- **Exercise directions**: Report every line in the items below that contains the string "clicks", copying each such line in full. Letter case counts.

*** Begin section ***

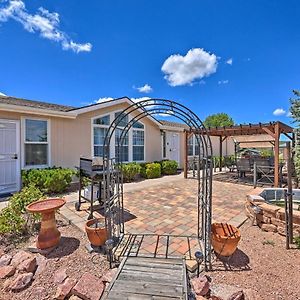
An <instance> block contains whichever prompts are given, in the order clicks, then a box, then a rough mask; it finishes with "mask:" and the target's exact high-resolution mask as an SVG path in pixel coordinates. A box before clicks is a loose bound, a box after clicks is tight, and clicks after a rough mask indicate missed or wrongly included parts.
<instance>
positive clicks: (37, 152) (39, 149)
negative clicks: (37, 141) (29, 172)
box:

*** End section ***
*** Begin section ***

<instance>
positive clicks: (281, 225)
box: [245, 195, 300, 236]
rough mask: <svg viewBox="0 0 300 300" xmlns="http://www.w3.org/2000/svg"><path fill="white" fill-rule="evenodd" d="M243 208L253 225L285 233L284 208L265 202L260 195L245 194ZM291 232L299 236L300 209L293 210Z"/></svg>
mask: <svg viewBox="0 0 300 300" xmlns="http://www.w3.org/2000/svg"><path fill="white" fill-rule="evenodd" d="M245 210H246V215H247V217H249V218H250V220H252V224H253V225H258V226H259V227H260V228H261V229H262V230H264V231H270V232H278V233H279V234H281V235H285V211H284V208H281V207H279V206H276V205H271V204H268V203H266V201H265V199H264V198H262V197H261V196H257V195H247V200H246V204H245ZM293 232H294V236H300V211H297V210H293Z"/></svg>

*** End section ***
*** Begin section ***

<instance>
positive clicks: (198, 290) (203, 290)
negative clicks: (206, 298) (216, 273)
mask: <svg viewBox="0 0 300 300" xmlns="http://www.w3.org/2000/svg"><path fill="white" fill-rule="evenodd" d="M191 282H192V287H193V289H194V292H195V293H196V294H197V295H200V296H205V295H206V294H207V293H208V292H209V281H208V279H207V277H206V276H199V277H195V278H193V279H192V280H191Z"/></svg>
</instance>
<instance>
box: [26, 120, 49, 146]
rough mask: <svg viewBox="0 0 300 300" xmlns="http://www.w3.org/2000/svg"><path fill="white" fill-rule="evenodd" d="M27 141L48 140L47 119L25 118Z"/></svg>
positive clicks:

*** End section ***

- **Written reply**:
An <instance> block contains whichever prompts are given, in the order clicks, then a box, then a rough mask; it finishes with "mask:" and the target's exact high-resolution mask as an SVG path in pixel coordinates. A box before clicks is a loose bound, a box after clicks is tight, and clicks after a rough mask indicate missed or wrongly included parts.
positive clicks: (37, 152) (39, 149)
negative clicks: (37, 141) (29, 172)
positive clicks: (281, 225)
positive clicks: (198, 290) (203, 290)
negative clicks: (206, 298) (216, 273)
positive clicks:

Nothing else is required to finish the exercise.